- _Problem to work on_
Please update the lines starting at the one containing "Point out the red trim" and ending at the last line, replacing "jacket collar" with "coat collar". Return only those lines, with nothing else changed.

- _Source records_
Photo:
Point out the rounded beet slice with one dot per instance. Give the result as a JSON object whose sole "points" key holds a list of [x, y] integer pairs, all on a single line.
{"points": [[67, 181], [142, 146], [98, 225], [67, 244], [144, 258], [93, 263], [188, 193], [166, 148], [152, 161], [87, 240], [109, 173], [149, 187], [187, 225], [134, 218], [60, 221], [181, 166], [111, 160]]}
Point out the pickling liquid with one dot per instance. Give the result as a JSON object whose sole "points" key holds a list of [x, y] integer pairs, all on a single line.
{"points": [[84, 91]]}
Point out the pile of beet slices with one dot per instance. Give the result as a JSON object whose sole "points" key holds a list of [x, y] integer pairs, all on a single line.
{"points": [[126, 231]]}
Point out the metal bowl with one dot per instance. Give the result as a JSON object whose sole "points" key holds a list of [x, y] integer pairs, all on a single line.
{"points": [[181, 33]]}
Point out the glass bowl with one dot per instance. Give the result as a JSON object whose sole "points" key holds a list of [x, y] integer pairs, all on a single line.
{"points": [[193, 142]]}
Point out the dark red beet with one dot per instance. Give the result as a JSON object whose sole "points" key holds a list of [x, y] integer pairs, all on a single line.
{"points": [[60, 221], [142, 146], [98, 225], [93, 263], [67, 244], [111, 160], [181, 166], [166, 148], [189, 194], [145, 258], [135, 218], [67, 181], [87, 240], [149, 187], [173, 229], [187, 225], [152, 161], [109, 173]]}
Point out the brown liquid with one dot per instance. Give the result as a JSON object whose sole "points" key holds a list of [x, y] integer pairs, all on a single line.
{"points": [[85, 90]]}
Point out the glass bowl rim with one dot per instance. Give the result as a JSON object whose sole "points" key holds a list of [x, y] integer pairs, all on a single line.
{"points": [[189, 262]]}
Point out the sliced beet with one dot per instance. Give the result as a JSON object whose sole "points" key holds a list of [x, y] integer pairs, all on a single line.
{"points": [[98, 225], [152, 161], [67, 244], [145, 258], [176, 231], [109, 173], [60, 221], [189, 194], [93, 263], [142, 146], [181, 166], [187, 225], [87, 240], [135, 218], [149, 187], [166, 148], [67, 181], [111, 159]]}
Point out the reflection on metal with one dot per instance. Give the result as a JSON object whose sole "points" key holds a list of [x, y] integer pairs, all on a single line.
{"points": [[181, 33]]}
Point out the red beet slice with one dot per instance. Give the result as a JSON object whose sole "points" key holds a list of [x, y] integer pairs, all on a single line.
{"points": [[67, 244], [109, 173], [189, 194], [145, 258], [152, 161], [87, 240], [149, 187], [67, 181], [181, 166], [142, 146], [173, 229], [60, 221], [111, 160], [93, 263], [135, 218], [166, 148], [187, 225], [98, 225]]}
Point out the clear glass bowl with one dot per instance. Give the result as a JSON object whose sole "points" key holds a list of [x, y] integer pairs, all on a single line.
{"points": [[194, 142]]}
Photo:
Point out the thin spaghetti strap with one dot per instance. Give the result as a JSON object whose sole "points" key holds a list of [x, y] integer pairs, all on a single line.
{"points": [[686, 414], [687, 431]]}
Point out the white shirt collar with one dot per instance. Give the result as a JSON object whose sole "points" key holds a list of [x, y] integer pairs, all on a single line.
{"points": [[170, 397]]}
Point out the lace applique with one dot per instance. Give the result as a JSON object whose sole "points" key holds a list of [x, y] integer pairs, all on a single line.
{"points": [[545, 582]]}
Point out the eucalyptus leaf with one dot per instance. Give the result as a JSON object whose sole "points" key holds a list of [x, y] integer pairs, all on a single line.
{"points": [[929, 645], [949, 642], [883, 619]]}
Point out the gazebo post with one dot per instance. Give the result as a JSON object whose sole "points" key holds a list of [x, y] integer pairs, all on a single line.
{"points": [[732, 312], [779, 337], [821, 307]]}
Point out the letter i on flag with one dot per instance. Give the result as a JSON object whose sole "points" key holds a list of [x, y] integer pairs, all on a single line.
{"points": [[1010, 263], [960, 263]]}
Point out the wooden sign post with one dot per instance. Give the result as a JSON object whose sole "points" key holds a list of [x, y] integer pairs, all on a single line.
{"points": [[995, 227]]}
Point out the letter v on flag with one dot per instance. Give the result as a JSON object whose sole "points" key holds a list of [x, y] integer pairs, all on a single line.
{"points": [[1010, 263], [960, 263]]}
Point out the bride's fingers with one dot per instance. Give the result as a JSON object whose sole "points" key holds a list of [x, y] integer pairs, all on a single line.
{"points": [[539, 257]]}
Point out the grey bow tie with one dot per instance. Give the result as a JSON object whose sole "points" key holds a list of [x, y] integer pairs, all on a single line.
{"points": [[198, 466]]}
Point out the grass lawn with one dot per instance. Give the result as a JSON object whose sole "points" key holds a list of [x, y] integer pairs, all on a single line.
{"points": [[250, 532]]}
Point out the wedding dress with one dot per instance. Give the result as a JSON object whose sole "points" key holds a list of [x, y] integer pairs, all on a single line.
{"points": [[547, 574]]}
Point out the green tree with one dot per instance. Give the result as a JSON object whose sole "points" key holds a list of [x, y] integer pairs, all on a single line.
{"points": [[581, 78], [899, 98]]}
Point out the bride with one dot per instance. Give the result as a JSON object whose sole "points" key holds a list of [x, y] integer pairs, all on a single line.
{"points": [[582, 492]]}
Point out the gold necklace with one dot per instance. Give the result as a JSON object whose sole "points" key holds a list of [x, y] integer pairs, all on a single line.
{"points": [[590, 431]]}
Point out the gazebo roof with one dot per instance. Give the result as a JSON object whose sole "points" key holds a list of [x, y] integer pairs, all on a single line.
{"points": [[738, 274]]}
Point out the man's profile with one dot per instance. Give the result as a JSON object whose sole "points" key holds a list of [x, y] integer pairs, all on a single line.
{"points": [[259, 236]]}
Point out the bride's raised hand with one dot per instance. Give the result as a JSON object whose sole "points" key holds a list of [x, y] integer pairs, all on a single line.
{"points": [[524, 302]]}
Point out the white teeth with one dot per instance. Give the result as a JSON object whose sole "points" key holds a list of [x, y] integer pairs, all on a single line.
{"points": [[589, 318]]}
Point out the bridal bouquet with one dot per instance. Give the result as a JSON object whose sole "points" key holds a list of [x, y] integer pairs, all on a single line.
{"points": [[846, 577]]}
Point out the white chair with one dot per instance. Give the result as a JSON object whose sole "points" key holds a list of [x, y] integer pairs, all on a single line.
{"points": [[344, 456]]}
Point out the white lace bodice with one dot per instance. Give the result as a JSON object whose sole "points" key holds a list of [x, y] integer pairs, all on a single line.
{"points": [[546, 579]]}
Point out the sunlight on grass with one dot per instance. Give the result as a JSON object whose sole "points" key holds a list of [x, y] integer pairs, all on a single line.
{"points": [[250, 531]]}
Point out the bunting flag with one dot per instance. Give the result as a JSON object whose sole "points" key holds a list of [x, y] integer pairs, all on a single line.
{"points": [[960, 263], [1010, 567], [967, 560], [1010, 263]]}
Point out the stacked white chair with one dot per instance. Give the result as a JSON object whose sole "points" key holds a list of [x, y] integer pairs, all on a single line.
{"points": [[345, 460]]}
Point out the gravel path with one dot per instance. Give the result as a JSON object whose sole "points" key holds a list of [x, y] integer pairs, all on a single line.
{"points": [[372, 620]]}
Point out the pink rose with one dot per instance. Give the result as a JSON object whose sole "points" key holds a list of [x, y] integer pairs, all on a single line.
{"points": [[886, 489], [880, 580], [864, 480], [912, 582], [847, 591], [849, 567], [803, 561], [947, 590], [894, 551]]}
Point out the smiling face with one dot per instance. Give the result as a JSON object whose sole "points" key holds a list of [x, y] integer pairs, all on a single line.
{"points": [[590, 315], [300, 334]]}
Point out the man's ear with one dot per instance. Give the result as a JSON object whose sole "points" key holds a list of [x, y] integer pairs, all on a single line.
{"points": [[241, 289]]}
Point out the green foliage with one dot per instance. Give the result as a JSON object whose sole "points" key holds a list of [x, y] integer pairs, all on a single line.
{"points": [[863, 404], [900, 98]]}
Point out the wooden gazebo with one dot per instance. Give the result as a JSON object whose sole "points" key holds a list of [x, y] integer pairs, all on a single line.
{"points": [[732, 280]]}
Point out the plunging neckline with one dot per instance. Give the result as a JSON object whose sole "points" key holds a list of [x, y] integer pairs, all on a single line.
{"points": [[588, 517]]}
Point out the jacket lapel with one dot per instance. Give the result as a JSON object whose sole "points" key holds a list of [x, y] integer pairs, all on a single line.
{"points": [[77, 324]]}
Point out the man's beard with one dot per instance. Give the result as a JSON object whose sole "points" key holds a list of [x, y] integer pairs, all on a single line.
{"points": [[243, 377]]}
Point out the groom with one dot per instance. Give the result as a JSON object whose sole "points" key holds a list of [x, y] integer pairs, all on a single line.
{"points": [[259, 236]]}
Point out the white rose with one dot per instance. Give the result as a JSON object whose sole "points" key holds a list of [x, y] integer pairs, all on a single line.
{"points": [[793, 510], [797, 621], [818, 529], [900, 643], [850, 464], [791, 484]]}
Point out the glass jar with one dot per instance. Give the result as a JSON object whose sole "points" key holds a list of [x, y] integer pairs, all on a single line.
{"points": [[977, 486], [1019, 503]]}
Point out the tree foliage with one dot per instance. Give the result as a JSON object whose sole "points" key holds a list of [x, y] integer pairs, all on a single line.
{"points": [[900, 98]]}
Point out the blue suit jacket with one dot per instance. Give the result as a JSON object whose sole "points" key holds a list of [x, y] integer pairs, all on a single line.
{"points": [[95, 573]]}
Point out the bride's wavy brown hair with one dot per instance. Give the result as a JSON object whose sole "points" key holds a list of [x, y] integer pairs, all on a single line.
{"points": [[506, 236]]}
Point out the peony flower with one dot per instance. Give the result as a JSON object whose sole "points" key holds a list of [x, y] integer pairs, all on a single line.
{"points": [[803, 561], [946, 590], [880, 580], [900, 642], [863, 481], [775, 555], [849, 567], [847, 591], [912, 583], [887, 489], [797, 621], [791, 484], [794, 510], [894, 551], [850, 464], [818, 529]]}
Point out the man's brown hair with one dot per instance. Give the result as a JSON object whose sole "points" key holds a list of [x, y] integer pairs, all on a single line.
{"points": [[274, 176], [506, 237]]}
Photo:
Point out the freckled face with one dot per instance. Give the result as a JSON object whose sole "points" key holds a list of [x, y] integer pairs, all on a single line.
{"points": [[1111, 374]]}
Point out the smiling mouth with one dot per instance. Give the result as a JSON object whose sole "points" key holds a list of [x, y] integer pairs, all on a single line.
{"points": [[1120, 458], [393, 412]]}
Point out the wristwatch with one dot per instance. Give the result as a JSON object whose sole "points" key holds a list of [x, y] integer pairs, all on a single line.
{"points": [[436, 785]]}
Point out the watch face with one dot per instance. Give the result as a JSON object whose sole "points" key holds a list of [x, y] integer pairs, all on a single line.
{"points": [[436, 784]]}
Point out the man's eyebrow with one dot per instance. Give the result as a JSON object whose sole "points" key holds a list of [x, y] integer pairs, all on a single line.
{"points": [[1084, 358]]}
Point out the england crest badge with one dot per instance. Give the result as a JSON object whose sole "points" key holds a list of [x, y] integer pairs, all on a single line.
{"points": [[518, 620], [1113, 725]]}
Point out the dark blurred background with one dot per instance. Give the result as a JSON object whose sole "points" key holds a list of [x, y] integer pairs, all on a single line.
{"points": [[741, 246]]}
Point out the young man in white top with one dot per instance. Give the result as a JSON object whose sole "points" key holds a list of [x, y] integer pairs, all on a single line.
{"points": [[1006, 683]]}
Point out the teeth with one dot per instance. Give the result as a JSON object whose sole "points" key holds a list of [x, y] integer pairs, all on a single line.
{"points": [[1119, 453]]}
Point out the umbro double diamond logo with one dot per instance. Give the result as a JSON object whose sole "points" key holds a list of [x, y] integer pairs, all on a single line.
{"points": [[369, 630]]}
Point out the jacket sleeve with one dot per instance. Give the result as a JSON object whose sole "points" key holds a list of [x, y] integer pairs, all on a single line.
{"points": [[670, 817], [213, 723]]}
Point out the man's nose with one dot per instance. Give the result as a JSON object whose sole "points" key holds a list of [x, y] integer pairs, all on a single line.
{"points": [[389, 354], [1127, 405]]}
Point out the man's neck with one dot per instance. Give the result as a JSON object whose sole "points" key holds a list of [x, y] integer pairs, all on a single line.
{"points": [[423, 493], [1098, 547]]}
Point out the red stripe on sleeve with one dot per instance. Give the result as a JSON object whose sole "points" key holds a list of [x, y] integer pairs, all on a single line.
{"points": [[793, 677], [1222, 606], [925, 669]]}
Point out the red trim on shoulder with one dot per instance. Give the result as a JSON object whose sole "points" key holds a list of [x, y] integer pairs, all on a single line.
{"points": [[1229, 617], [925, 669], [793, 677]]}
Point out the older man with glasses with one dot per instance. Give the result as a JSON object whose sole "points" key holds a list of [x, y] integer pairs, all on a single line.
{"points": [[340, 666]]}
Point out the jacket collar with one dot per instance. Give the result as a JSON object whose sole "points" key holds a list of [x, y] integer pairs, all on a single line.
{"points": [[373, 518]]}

- _The result_
Point out the red trim on shoulder with one dot per instance. Give the result as a JSON object whose sole "points" key holds a list of [x, y] integer pairs, all on a single line.
{"points": [[1229, 617], [925, 669], [793, 677]]}
Point out the older man with glasses with one dot per instance. Give the result as a JSON object whose sole "points" key holds a list of [x, y] integer pairs, all on a single line.
{"points": [[340, 666]]}
Point out the coat collar with one dot per instance. Give the result as a JSON object whose sole "points" key holds a list of [x, y] integer pairs, all on a single line.
{"points": [[373, 518]]}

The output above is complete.